#### [Work instructions]
Can you write out these rows again, switching "thickest part" to "widest part" everywhere it occurs and leaving everything else unchanged?
-------
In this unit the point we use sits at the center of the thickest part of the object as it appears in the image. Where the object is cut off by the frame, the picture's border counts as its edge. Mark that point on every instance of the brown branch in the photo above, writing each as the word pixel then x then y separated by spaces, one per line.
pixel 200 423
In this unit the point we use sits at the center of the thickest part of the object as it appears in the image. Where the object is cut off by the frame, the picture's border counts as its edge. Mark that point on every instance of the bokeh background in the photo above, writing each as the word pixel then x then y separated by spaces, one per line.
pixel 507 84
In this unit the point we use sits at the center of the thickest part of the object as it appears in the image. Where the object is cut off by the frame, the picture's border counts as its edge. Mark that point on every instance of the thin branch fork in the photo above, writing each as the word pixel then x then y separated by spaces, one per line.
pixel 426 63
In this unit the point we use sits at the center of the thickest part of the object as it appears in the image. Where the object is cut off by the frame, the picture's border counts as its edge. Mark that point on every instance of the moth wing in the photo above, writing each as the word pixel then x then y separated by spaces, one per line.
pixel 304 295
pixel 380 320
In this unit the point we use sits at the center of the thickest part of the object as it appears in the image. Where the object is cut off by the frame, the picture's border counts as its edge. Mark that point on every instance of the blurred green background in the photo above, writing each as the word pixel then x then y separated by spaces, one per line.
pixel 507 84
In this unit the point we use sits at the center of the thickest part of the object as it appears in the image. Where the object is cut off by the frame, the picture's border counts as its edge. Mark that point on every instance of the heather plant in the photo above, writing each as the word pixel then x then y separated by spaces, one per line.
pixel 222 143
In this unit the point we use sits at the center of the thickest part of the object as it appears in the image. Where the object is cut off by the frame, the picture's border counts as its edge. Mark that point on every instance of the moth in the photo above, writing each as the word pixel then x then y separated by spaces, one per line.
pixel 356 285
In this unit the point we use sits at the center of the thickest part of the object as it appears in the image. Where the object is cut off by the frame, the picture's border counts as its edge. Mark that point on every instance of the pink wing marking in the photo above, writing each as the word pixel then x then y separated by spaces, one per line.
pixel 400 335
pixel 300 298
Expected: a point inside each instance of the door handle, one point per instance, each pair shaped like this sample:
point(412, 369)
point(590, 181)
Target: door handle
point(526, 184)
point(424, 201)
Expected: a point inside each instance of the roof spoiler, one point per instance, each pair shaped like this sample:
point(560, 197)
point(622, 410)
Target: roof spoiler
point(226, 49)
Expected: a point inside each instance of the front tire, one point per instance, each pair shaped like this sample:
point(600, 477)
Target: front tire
-------
#### [The reply]
In this unit the point we use sits at the center of the widest part of the object as it appears in the image. Where the object is cut off by the frame, the picture's border counts as its edge. Mark that point on every instance of the brown branch in the photo above, writing each as the word pixel then x then y separated by spaces, one per line.
pixel 200 423
In this unit the point we use sits at the center of the widest part of the object as it appears in the image. Where the object is cut off by the frame, the picture's border counts as its edge. Mark that point on every instance of the bokeh background in the photo above, writing each as the word pixel then x then y separated by spaces, one per line.
pixel 507 84
In this unit the point we use sits at the center of the widest part of the object as it appears in the image. Where the object is cut off by the frame, the picture's border counts as its edge. Mark that point on every instance of the thin branch fork in the photo above, writing each as the word pixel then x then y separated by spaces, one per line.
pixel 426 63
In this unit the point we use sits at the center of the widest part of the object as it appears in the image. Where the object is cut off by the frame, the picture's border counts as its edge. Mark that point on every instance of the moth wing in the photo above, writing each as the word pixel then x then y separated by spaces, one per line.
pixel 304 295
pixel 380 320
In this unit the point we use sits at the center of the widest part of the object as it appears in the image. Where the object is cut off by the frame, the picture's border counts as its edge. Mark that point on every instance of the blurred green background in the photo above, writing each as the word pixel then x then y separated by spaces, one per line.
pixel 507 84
In this unit the point we use sits at the center of the widest part of the object as it appears in the image. Where the object is cut off by the frame, the picture's border counts as its edge. Mark that point on every instance of the heather plant in the photo above, writing each as the word pixel then x then y separated by spaces, one per line.
pixel 222 143
In this unit the point we use sits at the center of the widest part of the object as it appears in the image. Where the object is cut off by the frame, the picture's border counts as its edge. Mark that point on every instance of the moth in the photo above, writing each as the word pixel then x then y separated by spaces, one per line.
pixel 356 285
In this unit the point we use sits at the center of the widest part of the object as it appears in the image. Where the object is cut off by the frame, the picture's border counts as its edge. Mark that point on every instance of the pink wing marking in the photo above, writing each as the word pixel then x then y separated by spaces, one per line.
pixel 400 335
pixel 300 298
Expected: a point inside each instance of the door handle, one point per instance, each pair shaped like this sample:
point(412, 369)
point(590, 181)
Target: door handle
point(526, 184)
point(424, 201)
Expected: a point inside each instance of the roof spoiler, one point per instance, each pair shaped like this sample:
point(560, 197)
point(622, 410)
Target: roof spoiler
point(226, 49)
Expected: a point inside each instance of the front tire, one point per instance, each pair shaped like this sample:
point(600, 477)
Target: front tire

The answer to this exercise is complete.